Records contained in a dataset
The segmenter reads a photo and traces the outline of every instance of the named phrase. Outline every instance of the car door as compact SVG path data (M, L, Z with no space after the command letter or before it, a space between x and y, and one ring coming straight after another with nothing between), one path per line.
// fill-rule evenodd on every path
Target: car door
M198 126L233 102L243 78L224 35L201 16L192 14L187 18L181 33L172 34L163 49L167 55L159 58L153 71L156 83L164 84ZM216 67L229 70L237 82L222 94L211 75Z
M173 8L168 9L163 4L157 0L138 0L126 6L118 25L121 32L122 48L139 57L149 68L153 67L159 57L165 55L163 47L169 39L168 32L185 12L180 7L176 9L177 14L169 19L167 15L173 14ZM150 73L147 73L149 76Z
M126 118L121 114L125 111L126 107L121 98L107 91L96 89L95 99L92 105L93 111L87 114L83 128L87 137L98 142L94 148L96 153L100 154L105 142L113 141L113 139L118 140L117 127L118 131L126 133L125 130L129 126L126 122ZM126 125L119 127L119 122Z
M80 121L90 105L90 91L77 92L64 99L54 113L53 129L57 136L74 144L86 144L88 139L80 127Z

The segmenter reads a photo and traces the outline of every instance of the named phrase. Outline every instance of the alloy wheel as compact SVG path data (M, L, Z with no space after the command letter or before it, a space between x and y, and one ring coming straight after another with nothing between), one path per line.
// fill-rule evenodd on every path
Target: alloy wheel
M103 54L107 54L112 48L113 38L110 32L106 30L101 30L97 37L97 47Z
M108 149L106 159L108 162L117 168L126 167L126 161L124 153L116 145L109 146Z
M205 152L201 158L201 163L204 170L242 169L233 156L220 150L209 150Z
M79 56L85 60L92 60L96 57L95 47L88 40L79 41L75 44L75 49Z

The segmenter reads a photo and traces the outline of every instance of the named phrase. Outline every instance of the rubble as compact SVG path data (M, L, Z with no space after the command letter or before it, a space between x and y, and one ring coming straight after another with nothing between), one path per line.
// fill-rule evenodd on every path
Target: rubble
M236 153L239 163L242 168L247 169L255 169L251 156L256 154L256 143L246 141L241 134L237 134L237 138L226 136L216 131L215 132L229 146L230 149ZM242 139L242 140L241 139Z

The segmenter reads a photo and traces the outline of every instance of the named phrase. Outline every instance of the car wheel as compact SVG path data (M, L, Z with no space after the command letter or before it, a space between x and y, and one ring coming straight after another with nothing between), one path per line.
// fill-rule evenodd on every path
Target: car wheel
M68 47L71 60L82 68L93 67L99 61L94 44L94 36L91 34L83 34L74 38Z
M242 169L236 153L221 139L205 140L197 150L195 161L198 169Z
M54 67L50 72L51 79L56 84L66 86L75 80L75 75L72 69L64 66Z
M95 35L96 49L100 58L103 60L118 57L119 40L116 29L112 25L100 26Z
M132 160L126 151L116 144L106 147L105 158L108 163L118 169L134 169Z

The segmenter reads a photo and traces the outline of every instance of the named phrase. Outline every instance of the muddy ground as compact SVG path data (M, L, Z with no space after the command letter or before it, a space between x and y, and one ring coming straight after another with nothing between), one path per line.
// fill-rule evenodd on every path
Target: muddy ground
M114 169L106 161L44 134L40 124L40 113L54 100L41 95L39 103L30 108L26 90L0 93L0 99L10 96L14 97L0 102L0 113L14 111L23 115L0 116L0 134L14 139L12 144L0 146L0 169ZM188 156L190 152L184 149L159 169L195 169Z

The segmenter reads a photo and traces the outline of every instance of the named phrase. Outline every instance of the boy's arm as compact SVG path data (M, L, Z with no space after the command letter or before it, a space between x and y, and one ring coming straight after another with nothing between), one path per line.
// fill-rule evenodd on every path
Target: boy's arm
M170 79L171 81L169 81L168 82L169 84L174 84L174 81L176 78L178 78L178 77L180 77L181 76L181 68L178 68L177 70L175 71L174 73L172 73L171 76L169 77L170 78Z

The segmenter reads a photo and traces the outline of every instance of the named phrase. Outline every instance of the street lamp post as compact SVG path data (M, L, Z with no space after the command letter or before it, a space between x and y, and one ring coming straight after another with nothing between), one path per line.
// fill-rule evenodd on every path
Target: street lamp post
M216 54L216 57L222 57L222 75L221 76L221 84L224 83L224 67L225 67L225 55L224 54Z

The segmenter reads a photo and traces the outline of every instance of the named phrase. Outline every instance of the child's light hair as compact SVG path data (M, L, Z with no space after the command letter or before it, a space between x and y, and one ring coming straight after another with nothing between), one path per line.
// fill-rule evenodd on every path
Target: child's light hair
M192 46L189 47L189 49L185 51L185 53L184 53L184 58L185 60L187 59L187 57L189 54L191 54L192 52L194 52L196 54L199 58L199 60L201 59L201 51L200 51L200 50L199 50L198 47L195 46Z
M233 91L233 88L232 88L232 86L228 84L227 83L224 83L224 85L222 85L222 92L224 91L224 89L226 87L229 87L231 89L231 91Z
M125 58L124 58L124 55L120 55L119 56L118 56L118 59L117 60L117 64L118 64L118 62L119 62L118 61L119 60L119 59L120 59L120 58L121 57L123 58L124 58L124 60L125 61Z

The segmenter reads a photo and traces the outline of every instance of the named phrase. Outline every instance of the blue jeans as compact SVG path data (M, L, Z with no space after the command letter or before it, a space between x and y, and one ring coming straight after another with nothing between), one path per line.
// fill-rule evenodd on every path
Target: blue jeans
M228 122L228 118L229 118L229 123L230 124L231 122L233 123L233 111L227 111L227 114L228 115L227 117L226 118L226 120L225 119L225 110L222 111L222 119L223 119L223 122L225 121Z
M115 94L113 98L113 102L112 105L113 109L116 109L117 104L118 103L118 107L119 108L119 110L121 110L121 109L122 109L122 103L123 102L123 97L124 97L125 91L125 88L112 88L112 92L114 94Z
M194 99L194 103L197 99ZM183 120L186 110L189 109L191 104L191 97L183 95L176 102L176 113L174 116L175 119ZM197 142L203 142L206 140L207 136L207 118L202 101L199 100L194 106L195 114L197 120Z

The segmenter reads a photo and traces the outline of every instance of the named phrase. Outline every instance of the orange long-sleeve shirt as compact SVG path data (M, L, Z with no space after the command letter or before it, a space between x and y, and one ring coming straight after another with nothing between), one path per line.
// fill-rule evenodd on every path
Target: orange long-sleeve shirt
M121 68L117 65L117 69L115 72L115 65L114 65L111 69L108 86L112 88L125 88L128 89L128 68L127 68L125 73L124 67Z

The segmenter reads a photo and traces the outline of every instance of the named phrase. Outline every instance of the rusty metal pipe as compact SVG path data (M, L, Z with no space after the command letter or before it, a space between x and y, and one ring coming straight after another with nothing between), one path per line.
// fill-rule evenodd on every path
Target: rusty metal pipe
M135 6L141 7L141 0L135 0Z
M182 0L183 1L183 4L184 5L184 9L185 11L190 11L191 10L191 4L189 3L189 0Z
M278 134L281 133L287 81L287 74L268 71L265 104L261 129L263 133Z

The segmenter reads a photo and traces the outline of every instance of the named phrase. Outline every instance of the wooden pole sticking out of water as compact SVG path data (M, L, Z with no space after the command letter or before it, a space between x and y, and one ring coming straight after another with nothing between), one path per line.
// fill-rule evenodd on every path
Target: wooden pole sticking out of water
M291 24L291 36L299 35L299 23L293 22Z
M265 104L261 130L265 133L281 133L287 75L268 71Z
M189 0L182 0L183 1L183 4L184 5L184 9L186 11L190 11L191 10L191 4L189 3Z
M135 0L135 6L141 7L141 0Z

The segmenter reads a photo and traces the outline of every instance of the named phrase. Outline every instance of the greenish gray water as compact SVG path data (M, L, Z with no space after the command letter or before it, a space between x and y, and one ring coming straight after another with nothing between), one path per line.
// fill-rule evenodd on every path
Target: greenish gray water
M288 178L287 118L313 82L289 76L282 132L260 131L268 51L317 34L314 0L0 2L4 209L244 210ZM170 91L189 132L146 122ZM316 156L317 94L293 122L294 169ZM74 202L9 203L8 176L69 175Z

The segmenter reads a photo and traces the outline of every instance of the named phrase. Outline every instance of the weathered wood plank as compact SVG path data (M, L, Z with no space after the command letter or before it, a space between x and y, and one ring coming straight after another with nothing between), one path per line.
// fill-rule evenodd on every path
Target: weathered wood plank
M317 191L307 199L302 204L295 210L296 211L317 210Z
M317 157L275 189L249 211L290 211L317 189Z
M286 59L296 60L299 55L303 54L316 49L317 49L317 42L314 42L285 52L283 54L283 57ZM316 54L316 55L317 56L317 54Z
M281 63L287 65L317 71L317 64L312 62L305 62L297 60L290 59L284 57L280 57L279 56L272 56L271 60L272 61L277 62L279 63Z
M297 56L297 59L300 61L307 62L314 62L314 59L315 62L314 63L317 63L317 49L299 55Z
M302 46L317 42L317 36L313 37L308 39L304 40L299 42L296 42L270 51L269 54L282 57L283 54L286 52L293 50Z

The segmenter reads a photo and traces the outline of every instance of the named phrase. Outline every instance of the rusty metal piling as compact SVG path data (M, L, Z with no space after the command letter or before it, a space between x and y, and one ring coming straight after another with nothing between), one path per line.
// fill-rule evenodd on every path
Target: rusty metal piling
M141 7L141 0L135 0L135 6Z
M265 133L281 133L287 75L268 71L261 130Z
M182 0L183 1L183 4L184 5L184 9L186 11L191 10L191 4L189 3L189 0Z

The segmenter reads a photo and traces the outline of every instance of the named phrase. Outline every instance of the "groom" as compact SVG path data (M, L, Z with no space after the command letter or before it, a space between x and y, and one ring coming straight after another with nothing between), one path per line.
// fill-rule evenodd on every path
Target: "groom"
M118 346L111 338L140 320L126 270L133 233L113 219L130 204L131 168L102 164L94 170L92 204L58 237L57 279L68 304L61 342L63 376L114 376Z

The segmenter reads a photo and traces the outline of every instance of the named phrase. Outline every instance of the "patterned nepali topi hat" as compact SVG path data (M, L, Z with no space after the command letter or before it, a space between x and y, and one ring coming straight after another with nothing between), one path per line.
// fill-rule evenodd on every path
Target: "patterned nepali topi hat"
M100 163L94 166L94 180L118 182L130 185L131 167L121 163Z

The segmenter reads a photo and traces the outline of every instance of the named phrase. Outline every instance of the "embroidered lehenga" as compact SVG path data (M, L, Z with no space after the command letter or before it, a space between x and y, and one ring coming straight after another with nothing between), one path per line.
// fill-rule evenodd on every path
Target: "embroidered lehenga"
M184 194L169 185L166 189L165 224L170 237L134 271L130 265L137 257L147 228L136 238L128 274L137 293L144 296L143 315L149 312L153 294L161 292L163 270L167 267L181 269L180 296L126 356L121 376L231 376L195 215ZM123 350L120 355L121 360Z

Directions for this task:
Reproduce the stretch from the line containing "metal pipe as" through the line containing "M288 178L287 118L313", swapping "rusty" for "corroded" and keeping everything else the same.

Written answer:
The segmenter reads a photo and traces the outline of every instance of the named phrase. Outline every instance of the corroded metal pipe as compact SVG path data (M, L, Z with no space after the command letter or before it, a space between x and y, and one ring coming straight after another with nothing between), one path per line.
// fill-rule evenodd on every path
Target: corroded metal pipe
M135 6L141 7L141 0L135 0Z
M182 0L183 1L183 4L184 5L184 9L185 11L190 11L191 10L191 4L189 3L189 0Z
M278 134L281 133L287 81L287 74L268 71L265 104L261 129L263 133Z

The segmenter reads a photo and traces the outline of every instance of the named phrase. Outline every instance of the wooden pole sticking out of water as compact SVG path data (M, L, Z with no space after the command letter or before it, a space between x and y, and one ring coming straight after another with nothing between), one path per line.
// fill-rule evenodd on every path
Target: wooden pole sticking out of water
M291 24L291 36L299 35L299 23L293 22Z
M265 104L261 130L265 133L281 133L287 75L268 71Z
M189 0L182 0L183 1L183 4L184 5L184 9L186 11L190 11L191 10L191 4L189 3Z
M135 0L135 6L141 7L141 0Z

The segmenter reads a photo and traces the outline of every instance of the named phrase. Outline every instance of the greenish gray water as compact SVG path data (M, L, Z with no space after the command letter or before it, a space between x and y, and one ring coming straight after another with nothing between), one path per line.
// fill-rule evenodd on every path
Target: greenish gray water
M288 178L287 118L313 82L289 76L282 132L260 131L268 51L317 34L314 0L0 2L4 209L244 210ZM170 91L189 132L146 122ZM316 156L317 94L293 122L294 169ZM74 202L9 203L8 176L69 175Z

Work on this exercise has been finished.